_Your assignment_
From the entries below, return only the lines starting at the one that contains "the rock hole" and ending at the one that contains "TARGET = small green shrub", exactly as they stand.

_Supplied data_
☆ ☆ ☆

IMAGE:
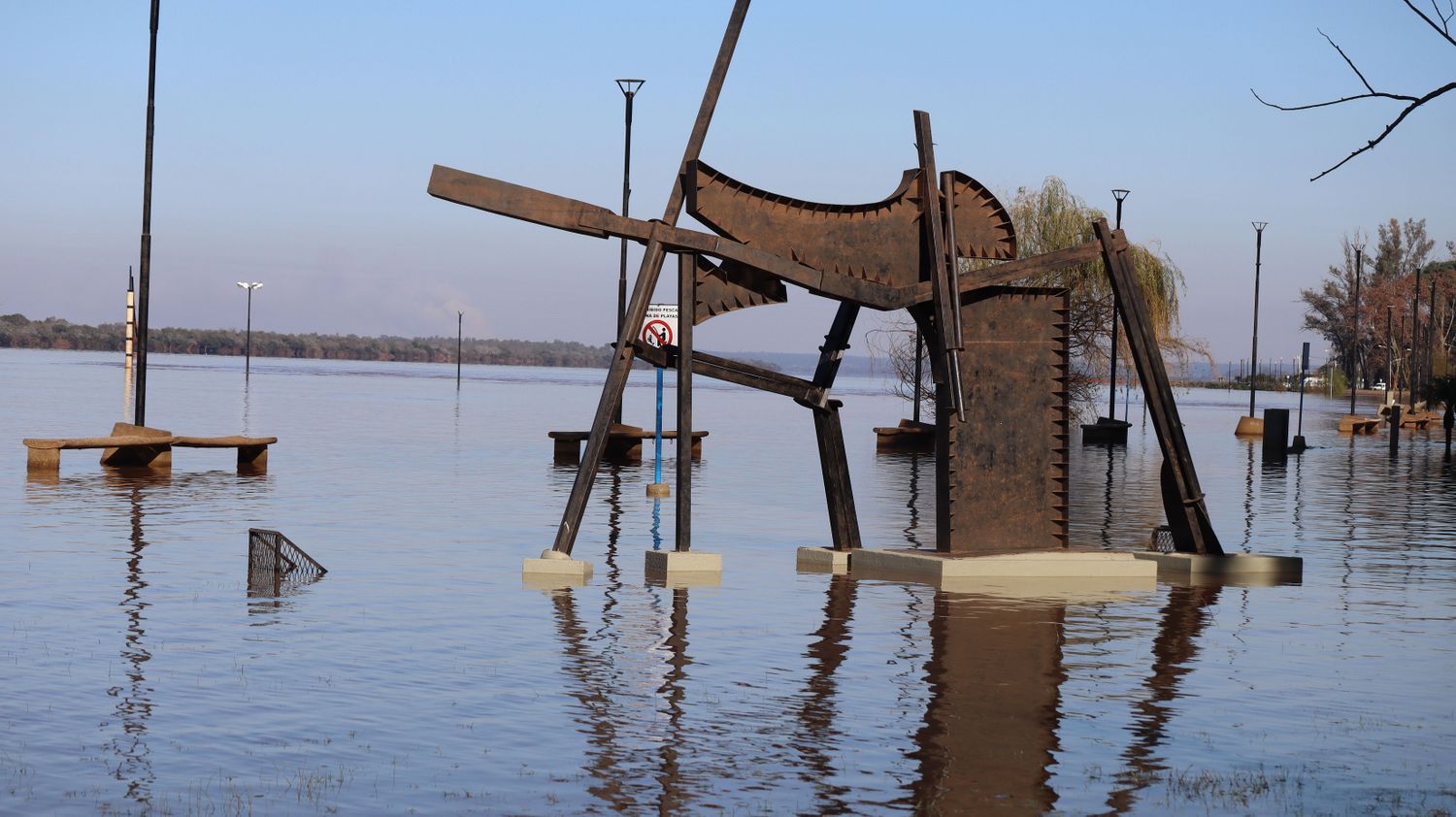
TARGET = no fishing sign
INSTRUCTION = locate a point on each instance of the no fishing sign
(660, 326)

☆ ☆ ☆

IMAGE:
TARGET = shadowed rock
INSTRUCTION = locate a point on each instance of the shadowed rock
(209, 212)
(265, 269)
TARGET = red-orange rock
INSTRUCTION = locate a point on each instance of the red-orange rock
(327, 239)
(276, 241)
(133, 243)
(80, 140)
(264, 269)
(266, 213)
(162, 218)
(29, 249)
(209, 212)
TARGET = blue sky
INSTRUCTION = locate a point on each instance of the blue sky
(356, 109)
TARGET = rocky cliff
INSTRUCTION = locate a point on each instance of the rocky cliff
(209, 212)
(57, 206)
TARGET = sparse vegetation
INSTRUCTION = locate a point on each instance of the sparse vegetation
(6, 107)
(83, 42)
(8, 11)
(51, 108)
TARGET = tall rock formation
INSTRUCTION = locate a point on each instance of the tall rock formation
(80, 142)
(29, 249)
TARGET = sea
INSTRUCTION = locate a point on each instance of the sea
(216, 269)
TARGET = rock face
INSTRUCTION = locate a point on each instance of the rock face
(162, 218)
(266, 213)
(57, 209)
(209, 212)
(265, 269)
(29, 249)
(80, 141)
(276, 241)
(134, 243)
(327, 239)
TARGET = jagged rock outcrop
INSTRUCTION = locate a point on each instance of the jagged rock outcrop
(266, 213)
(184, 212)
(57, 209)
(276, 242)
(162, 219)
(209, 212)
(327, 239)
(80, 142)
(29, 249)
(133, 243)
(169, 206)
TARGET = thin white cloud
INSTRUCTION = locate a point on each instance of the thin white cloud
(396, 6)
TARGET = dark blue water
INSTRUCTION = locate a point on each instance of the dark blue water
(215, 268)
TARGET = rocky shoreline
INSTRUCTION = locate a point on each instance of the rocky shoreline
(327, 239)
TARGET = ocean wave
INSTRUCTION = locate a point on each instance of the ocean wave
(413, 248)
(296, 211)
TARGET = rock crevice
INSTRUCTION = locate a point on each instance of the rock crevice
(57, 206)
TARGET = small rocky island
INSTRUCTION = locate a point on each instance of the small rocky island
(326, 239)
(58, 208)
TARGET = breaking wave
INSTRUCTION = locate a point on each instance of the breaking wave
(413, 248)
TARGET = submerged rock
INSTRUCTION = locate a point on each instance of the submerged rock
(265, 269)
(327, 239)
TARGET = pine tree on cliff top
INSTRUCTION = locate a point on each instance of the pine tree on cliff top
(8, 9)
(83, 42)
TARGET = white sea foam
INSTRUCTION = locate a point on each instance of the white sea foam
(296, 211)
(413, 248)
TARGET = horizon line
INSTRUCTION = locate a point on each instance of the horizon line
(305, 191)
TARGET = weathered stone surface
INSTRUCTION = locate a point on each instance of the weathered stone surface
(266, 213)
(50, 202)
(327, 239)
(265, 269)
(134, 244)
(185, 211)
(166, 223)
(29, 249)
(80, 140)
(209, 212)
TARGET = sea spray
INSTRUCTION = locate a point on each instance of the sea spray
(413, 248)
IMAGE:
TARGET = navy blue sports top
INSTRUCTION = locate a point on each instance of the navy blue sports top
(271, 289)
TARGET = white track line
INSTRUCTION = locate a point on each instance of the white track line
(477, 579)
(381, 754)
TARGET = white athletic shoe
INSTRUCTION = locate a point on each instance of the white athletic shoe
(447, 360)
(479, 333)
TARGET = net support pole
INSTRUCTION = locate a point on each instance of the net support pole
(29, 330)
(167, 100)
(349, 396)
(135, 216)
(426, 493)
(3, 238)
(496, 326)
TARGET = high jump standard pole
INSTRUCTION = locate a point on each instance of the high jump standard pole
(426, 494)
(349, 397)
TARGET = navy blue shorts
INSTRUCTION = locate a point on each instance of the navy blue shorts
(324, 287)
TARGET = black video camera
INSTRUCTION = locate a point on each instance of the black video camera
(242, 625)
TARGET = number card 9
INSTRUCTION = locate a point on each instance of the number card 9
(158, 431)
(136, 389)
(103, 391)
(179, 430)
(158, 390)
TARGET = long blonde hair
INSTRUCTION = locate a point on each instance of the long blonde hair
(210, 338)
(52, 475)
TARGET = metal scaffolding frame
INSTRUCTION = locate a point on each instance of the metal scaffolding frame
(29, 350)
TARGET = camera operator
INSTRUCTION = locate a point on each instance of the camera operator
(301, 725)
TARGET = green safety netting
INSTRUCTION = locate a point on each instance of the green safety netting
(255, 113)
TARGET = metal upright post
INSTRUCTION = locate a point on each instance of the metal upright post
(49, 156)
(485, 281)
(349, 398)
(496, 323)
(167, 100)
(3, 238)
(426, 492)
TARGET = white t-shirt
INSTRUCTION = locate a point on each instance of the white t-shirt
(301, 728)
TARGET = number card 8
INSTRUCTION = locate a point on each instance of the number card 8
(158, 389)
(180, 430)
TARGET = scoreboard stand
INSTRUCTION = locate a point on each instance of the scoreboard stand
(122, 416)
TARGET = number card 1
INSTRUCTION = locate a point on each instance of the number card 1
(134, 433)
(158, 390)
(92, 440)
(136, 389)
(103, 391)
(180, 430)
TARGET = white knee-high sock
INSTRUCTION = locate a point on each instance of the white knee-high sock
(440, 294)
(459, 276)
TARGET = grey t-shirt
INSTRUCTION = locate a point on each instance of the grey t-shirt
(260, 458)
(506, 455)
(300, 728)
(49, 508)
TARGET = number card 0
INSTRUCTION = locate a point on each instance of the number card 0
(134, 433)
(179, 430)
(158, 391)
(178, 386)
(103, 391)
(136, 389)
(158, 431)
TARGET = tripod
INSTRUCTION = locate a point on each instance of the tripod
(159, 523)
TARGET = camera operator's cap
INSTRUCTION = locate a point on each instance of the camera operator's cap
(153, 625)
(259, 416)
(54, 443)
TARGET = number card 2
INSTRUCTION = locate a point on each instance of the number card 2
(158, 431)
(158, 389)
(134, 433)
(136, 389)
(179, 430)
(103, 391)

☆ ☆ ☆

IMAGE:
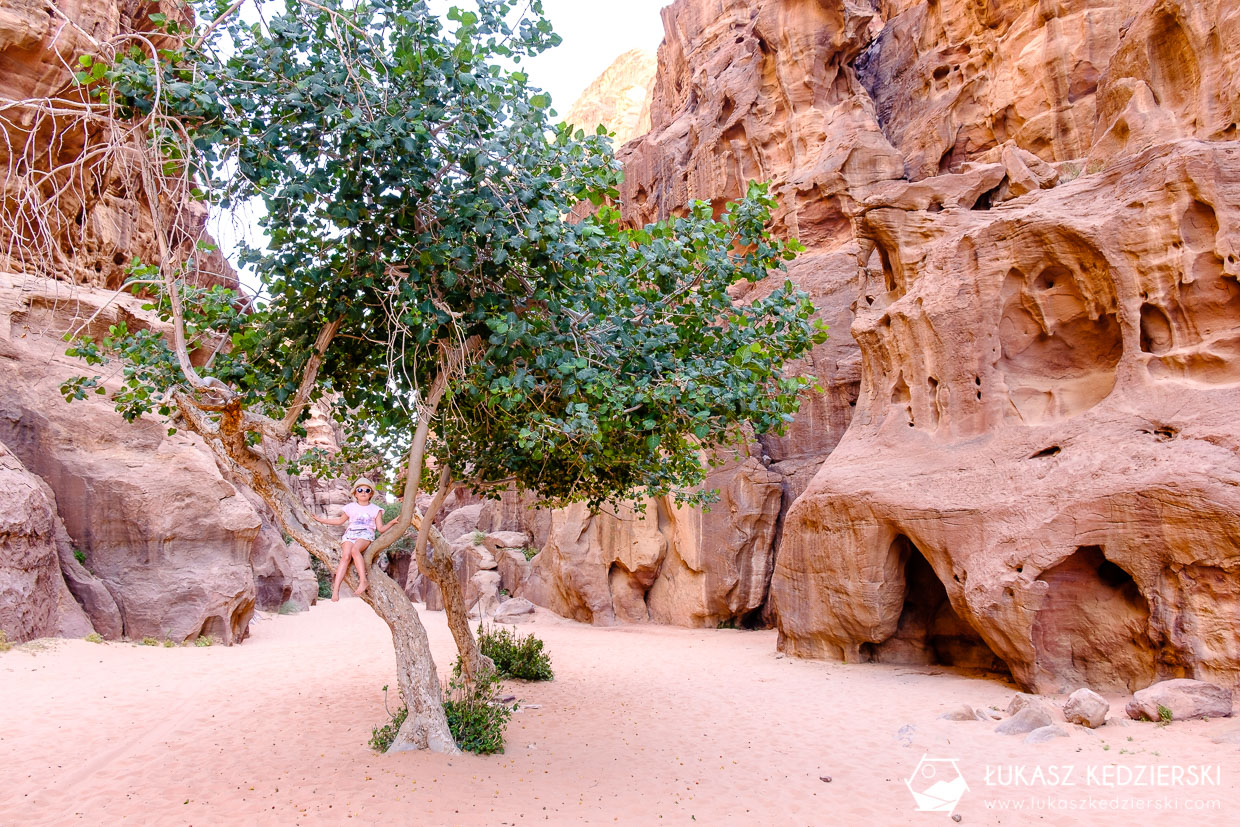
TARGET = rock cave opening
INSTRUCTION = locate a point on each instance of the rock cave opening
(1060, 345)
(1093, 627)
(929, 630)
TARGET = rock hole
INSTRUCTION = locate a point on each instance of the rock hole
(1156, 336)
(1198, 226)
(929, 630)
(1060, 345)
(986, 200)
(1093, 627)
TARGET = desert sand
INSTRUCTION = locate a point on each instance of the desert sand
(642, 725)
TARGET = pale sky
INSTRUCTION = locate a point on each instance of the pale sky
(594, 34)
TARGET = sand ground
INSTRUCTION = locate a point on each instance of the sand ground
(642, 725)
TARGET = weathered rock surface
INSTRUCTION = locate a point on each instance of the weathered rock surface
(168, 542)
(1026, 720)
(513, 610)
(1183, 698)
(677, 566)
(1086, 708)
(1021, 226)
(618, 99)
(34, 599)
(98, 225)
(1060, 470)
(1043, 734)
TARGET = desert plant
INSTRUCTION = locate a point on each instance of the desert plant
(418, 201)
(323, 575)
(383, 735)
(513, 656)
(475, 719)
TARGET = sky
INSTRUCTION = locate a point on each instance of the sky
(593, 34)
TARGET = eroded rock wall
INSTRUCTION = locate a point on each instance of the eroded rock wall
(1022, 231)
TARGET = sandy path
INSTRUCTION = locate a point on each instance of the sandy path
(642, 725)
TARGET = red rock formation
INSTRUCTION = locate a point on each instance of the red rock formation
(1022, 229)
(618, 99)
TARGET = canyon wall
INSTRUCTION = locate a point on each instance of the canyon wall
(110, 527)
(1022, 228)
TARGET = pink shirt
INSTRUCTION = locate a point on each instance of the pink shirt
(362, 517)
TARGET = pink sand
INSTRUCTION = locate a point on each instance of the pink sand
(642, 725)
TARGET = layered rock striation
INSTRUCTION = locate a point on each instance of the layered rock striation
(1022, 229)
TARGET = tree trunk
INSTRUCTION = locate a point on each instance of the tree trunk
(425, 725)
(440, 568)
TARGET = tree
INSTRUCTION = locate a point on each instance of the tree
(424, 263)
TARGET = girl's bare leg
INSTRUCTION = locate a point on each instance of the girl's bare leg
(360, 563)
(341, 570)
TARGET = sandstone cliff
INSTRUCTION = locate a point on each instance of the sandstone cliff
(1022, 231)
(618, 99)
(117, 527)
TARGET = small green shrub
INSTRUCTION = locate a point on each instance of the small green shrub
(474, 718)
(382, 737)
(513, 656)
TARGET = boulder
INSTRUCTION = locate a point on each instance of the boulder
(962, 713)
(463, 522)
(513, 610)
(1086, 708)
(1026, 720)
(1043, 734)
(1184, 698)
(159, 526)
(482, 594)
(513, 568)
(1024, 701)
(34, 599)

☆ ☆ ☆

_The answer_
INSTRUCTION = locate a point on each instance of the rock hole
(1156, 336)
(1198, 226)
(929, 630)
(1060, 345)
(986, 200)
(1093, 627)
TARGET = desert sand
INSTRUCTION = locate a point on each instance of the desert sand
(642, 725)
TARGET = pale sky
INSTRUCTION = locate a point on each instance of the pale sky
(594, 34)
TARGET = sand ground
INSTRUCTION = locate a point on each instance of the sand ground
(642, 725)
TARGET = weathered rock surface
INSTRUCTION = locate a point on each instance of the weathered rock surface
(168, 542)
(1026, 720)
(513, 610)
(1183, 698)
(677, 566)
(1086, 708)
(1021, 226)
(618, 99)
(34, 599)
(98, 225)
(1060, 470)
(1043, 734)
TARGET = desert plant
INSTRUCTION = locate a point on each instance of the desert plant
(418, 201)
(323, 575)
(383, 735)
(513, 656)
(475, 719)
TARGET = sky
INSTRUCTION = locate a point on each instance of the sky
(593, 34)
TARGET = eroded rock wall
INSTRUCTION = locate a point on each instance of the eroded rock wall
(1022, 231)
TARGET = sandy path
INSTRUCTION = locate a point on each instance of the sandy path
(642, 725)
TARGET = red rock formation
INSTRUCTION = locate a point on each instance of the red rock formation
(1022, 229)
(618, 99)
TARGET = canyon wall
INSTRUCTION = locate a point on each instance of the canyon wall
(110, 527)
(1022, 228)
TARGET = pink shirt
INSTRUCTION = locate a point on each instance of the pink shirt
(362, 517)
TARGET = pink sand
INSTRUCTION = locate a point on each instance of the pink sand
(642, 725)
TARGET = layered rock striation
INSTRUCTION = locate a point on each instance of the layered rock striation
(1022, 229)
TARGET = tree trunk
INSTRUCTION = locate a point on each instance of the tree trunk
(425, 725)
(440, 568)
TARGET = tree
INSTRUCTION = locate a point on each instance of the tree
(424, 263)
TARGET = girl's bare leg
INSTRUCTION = locate a point on each instance of the girl's bare leg
(360, 563)
(341, 570)
TARGET = sandstone cliff
INSTRUCTION = locate a point on each instance of the sandstone cliff
(1022, 231)
(618, 99)
(117, 527)
TARGET = small green shrub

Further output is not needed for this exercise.